Rountrey told NBC News that Lyuba's flesh had the look of beef jerky, while Khroma's muscle tissue was "bright red, and looked like fresh meat, basically."
Because of that remarkable preservation, Russian authorities put strict limits on studies of the remains. Researchers could take only a few samples of the tissue. That left CT scans, like the ones conducted routinely for medical purposes, as the best way to get an overall picture of the mammoths' condition.
Limited scans of Lyuba were done in Tokyo in 2009 and Wisconsin in 2010, but the entire 110-pound body was too big to fit into standard medical scanners. The whole-body scan was finally done in late 2010, using a super-sized scanner at Ford Motor Co.'s Nondestructive Evaluation Laboratory in Michigan — a device that was designed to look for flaws in vehicle transmissions. Meanwhile, Khroma underwent CT scans at two French hospitals.
Both mammoths' teeth were put through micro-CT scans at the University of Michigan School of Dentistry. Researchers counted the daily growth layers inside the teeth to determine that Lyuba died 30 to 35 days after birth, while Khroma lived only 52 to 57 days.
Unraveling the cause of death
The researchers saw ample evidence that the permafrost preserved the mummified mammoths' soft tissues, including muscles and fat, connective tissues and organs. Khroma appeared to have clotted blood inside intact blood vessels, and undigested milk in her stomach.
"It looked like you'd just popped the top on a container of yogurt," Fisher recalled. "It was that white. It was that smooth. Just fresh, creamy milk from mama mammoth."

• _Supplied material_:
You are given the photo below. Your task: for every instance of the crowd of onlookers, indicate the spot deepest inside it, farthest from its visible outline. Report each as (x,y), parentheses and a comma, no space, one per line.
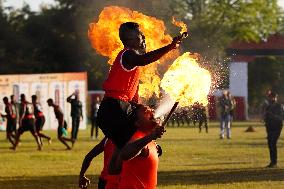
(29,116)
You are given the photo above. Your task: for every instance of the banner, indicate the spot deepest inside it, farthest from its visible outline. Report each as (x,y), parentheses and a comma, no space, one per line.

• _Task statement_: Transcribe the entire passage on the preserved mammoths, word for word. The lines above are separate material and have no connection to the passage on the preserved mammoths.

• _Response to this task_:
Rountrey told NBC News that Lyuba's flesh had the look of beef jerky, while Khroma's muscle tissue was "bright red, and looked like fresh meat, basically."
Because of that remarkable preservation, Russian authorities put strict limits on studies of the remains. Researchers could take only a few samples of the tissue. That left CT scans, like the ones conducted routinely for medical purposes, as the best way to get an overall picture of the mammoths' condition.
Limited scans of Lyuba were done in Tokyo in 2009 and Wisconsin in 2010, but the entire 110-pound body was too big to fit into standard medical scanners. The whole-body scan was finally done in late 2010, using a super-sized scanner at Ford Motor Co.'s Nondestructive Evaluation Laboratory in Michigan — a device that was designed to look for flaws in vehicle transmissions. Meanwhile, Khroma underwent CT scans at two French hospitals.
Both mammoths' teeth were put through micro-CT scans at the University of Michigan School of Dentistry. Researchers counted the daily growth layers inside the teeth to determine that Lyuba died 30 to 35 days after birth, while Khroma lived only 52 to 57 days.
Unraveling the cause of death
The researchers saw ample evidence that the permafrost preserved the mummified mammoths' soft tissues, including muscles and fat, connective tissues and organs. Khroma appeared to have clotted blood inside intact blood vessels, and undigested milk in her stomach.
"It looked like you'd just popped the top on a container of yogurt," Fisher recalled. "It was that white. It was that smooth. Just fresh, creamy milk from mama mammoth."